WHAT TO DO: Could you extract every entry below and reproduce it exactly?

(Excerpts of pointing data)

— Start —

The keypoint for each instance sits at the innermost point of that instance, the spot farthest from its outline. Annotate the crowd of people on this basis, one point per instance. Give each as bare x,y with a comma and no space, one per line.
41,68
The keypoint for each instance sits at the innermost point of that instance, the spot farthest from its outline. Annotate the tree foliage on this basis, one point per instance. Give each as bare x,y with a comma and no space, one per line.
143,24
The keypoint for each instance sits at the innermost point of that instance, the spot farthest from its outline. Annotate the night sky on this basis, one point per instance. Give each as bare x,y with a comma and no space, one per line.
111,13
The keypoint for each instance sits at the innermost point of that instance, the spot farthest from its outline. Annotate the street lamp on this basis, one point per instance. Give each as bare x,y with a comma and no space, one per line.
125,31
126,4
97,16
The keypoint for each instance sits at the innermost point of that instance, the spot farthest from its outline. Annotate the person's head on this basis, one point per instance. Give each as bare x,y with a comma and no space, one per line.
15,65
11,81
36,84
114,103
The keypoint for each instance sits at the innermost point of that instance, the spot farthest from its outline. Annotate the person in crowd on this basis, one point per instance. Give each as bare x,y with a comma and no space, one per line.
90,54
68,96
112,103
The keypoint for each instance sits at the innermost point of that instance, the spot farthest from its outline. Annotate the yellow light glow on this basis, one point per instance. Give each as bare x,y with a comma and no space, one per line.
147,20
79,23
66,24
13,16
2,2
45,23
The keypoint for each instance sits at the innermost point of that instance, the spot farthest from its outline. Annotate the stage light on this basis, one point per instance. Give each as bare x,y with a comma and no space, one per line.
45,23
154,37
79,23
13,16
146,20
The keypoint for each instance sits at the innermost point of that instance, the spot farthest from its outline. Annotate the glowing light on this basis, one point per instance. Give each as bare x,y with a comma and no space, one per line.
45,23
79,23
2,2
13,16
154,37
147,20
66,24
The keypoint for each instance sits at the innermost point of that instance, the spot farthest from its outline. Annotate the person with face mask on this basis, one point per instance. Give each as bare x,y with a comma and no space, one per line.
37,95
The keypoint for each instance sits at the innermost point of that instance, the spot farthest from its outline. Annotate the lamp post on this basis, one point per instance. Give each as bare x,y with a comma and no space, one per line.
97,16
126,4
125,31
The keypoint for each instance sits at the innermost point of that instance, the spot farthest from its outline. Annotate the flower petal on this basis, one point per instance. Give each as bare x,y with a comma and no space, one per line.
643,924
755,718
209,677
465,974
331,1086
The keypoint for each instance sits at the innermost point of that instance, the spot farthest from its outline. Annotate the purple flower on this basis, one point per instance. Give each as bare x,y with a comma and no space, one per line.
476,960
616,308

— End —

RESPONSE TO THIS TASK:
The keypoint for each instance sits at the innermost point of that instance, the spot farthest from its outline. Annotate the crowd of people on this basis, one point per instance. Give each as bare x,y with a comma and no space, one per line.
41,68
The keypoint for each instance sits at the innermost point of that instance, the spot farthest from its outline. Annotate the tree foliage on this basis, one point per instance. Give each as bare x,y with a comma and no space, one per line.
143,24
The keypoint for each instance sits at the innermost point of that instance, the spot farthest from its outline. Annotate the night sky on this basis, one point per instance. Give each as bare x,y with a comma and no space, one per line.
111,13
The keypoint for each instance sits at the innermost point of that instance, the spot farthest from its outline. Annotate the street lamp on this basis, one point per instance. Give each as bare x,y with a comma and no space, one per line.
125,31
126,4
97,16
The keypoint for each instance sits at the innermost point of that instance, the spot farthest from its outline. Annotate the person's head on this basis, one point per instance. Give each as bare x,y with a comma and no space, one per line.
15,65
11,81
36,84
114,103
The keypoint for each instance sits at the innermost point of that instance, the spot farthest from its outline. Annotate the person in crowd on this basis, one point per instance. Give each as bare x,y with a comma and no space, one per line.
90,54
68,96
112,103
The keypoint for each instance sits at the innermost point of that instance, the spot farthest from its outline. Annotate the yellow light glow on this basis, one point per instance. Give each as bare x,y with a comma and no space, one per line.
147,20
79,23
66,24
13,16
2,2
45,23
The keypoint for each instance sits at the innermost point of that instance, the spot farthest from its outline. Annotate the stage light on this basis, one point per instance. Give each as bare x,y with a comma and no space, one per line.
45,23
154,37
79,23
13,16
146,20
The keypoint for each instance sits at the innermost point of that instance, the spot farthest from its outline. Annotate the glowing light on this basis, one point per instance. Give each as bare x,y with a comma and no space, one per line.
45,23
79,23
2,2
13,16
154,37
147,20
66,24
The keypoint for each instance sits at the innermost point of that instance, the spot farthest from its outline. Annotate the person with face mask on this basis, one point per instance. Give each as bare x,y with a comma and no space, one per line.
37,95
The keypoint for each instance sits at the innermost point of that instance, the spot farthest from its outline. Annotate the lamp post on this basis, one point per instance. Give each as bare x,y with a comma and no space, one per line.
97,16
126,4
125,31
The keypoint for each instance sits at the innermost point of that instance, the spot farthest from its outline. Annotate the flower petal on this basis, one point per instance. Give each as bare x,y with a comma and no space, one per line.
643,924
755,718
209,677
465,974
331,1086
The keypoint for each instance sits at the innermost point of that instance, the spot farthest from its outline. Annotate the purple flower on this basis, one point per instance. Give each as bare x,y with a comma and no space, one per line.
476,960
616,308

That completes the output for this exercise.